Document section:
--------------------

0

I have a dataframe1 with a column that has cell entries like so (each cell is a set of comma separated words) - "are, boy, cat, dog, ear, far, gone".

Dataframe2 has a column with cell entries like so (each cell is a single letter or word) - "are" or "boy" or "gone".

I want to add a column to dataframe1 that will have a boolean entry if a word in each cell in dataframe1 has the word in dataframe2. For example,

DF1 = (are, boy, cat, dog, ear, far, gone), (home, guy, tall, egg), (cat, done, roof, grass), etc.....

DF2 = (are), (boy), (gone), etc....

New column cell value in dataframe1 = (1), (0), (1), etc....

eugenhu
  • 1,168
  • 13
  • 22
ramjfb
  • 1
  • It would be better if in the future you gave a small and *complete* example (the third value in the new column values should be 0 according to the visible words), preferably with the python code to generate the sample inputs and expected result. This will help others understand what you want and make it easier to write up a solution. – eugenhu Oct 13 '21 at 05:34

1 Answers1

0

Assuming these are your inputs,

import pandas as pd

df1 = pd.DataFrame(
    {'A': [
        'are, boy, cat, dog, ear, far, gone',
        'home, guy, tall, egg',
        'cat, done, roof, grass',
    ]}
)

--------------------

Material provided:

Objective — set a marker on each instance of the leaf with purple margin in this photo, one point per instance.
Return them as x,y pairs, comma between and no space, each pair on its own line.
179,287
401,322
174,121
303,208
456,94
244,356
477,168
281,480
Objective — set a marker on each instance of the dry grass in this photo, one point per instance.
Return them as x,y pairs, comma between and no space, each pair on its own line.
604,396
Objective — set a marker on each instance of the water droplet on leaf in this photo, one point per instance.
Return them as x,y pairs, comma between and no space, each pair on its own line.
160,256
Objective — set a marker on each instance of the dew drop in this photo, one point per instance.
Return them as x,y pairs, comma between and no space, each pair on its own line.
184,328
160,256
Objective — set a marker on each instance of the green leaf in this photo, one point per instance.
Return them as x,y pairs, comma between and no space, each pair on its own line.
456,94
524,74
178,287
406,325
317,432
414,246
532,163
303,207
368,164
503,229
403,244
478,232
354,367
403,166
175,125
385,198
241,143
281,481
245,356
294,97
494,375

--------------------

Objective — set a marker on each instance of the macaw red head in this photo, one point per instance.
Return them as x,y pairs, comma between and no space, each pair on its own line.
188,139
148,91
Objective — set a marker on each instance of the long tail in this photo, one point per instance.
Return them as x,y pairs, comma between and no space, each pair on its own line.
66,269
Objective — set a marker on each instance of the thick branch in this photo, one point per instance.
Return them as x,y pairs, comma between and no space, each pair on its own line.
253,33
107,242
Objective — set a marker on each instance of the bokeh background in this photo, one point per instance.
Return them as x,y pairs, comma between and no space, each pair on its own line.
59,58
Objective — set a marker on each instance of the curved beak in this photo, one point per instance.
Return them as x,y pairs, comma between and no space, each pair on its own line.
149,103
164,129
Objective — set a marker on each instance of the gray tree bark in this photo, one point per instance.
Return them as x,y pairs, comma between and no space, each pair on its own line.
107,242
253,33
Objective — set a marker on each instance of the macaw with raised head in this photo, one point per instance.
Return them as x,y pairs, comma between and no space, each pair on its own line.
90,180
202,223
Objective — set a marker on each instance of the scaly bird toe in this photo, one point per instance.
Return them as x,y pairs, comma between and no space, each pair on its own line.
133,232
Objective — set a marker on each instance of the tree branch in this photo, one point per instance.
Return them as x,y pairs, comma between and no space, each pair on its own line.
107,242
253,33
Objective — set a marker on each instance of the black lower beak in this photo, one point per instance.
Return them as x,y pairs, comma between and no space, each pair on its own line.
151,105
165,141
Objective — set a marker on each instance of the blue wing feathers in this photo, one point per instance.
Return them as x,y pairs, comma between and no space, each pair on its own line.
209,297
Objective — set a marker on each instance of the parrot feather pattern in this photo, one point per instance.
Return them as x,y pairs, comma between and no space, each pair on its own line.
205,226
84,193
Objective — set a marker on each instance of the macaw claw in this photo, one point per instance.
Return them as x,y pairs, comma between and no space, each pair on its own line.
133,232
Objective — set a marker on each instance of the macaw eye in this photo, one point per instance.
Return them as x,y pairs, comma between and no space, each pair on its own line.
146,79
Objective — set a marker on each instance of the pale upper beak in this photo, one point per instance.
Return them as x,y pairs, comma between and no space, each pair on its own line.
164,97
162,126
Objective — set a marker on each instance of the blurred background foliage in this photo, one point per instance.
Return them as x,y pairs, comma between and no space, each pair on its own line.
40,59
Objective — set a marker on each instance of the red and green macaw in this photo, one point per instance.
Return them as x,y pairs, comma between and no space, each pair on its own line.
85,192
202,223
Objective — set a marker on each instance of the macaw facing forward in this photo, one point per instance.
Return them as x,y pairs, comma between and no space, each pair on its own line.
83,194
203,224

--------------------

Work to do: Pick up the forum thread on flagging dataframe rows that contain a word from another dataframe right after its last line, and carry it forward.

Reply:
df2 = pd.DataFrame({'A': ['are', 'boy', 'gone']})

print('%s\n%s' % (df1, df2))
#                                     A
# 0  are, boy, cat, dog, ear, far, gone
# 1                home, guy, tall, egg
# 2         cat, done, roof, grass, boy
#       A
# 0   are
# 1   boy
# 2  gone

We can use Series.str.split() to convert the comma-separated strings to lists:

df1['A'].str.split(r'\s*,\s*')
# 0    [are, boy, cat, dog, ear, far, gone]
# 1                  [home, guy, tall, egg]
# 2           [cat, done, roof, grass, boy]
# Name: A, dtype: object

The argument to split r'\s*,\s*' is a RegEx pattern matching commas and any whitespace between. The r prefix means to treat the string literal as a raw string.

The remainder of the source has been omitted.